#### [Stated exercise]
Duplicate the following items line for line, with no changes.

[Position annotation records]
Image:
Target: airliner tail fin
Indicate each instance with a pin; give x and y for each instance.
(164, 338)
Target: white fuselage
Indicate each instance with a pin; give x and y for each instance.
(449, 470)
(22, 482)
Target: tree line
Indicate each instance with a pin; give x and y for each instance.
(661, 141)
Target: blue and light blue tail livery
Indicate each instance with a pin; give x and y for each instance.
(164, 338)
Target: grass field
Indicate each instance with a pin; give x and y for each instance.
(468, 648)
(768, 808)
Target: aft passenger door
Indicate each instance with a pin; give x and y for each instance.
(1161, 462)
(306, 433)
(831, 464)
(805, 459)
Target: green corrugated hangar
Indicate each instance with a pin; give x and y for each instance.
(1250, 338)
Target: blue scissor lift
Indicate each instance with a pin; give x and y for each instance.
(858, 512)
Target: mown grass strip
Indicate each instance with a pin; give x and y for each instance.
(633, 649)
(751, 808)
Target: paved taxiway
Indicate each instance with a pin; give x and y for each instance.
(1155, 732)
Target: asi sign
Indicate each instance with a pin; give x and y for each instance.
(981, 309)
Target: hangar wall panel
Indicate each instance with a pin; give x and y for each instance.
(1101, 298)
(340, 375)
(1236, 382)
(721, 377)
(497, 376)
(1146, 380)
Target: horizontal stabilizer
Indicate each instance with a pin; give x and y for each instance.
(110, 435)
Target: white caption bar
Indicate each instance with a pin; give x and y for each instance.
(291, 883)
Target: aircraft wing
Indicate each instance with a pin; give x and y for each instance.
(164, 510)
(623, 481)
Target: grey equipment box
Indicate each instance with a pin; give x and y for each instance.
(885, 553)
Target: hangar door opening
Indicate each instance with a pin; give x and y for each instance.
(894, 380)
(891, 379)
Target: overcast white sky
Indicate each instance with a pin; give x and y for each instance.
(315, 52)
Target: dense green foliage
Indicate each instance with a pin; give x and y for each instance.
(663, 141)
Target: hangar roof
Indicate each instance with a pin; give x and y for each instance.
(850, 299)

#### [Response]
Image:
Target: airliner tail fin
Indicate each instance with a pin; give x and y for each instance.
(164, 338)
Target: white fuselage
Indicate each instance with a pin; give x and y for each instance.
(449, 470)
(22, 482)
Target: tree line
Indicate each instance with a pin; give x and y for each instance.
(661, 141)
Target: blue and light blue tail livery
Indicate each instance with a pin; give x and y for each instance.
(164, 338)
Target: grass field
Indicate each instance with a pin; give x and y for each instance.
(468, 648)
(768, 808)
Target: aft passenger door
Indicate each instance with a pin; give x and y for each instance.
(1161, 462)
(306, 433)
(831, 464)
(805, 459)
Target: green corrugated hangar
Indicate each instance with a pin; give x and y for each instance.
(1250, 338)
Target: blue scissor lift
Indicate each instance with a pin; give x and y for each instance.
(858, 512)
Target: mown grass strip
Indicate each instance with a pin; give x and y for each instance.
(633, 649)
(751, 808)
Target: paved taxiway
Indicate each instance with a pin; give x and y for each instance.
(1155, 732)
Target: asi sign
Indicate each instance with a pin; give x and y for each instance.
(981, 309)
Target: hangar wall panel
Indicate each instance with a pin; give x and y for each instance.
(1101, 298)
(340, 375)
(1236, 382)
(721, 377)
(497, 376)
(1146, 380)
Target: horizontal stabilizer
Indicate each instance with a pin; give x and y for each instance.
(110, 435)
Target: white caption bar
Indicate each instance with a pin; give x and y for each instance.
(291, 883)
Target: aircraft wing
Indicate each instance with a pin; give x and y for each instance.
(164, 510)
(623, 481)
Target: grey equipment box
Indicate each instance with a pin; give x and y for each instance.
(885, 553)
Target: hangar door opening
Indicate each instance with a pin; give x and y for each instance.
(894, 380)
(891, 379)
Target: overcast white sky
Indicate each instance with a pin; give x and y for each instance.
(315, 52)
Target: dense green foliage
Indicate each instance with a pin; give x and y for each instance.
(663, 141)
Target: hangar roof
Indicate each instance with a pin; give x and y for each instance.
(850, 299)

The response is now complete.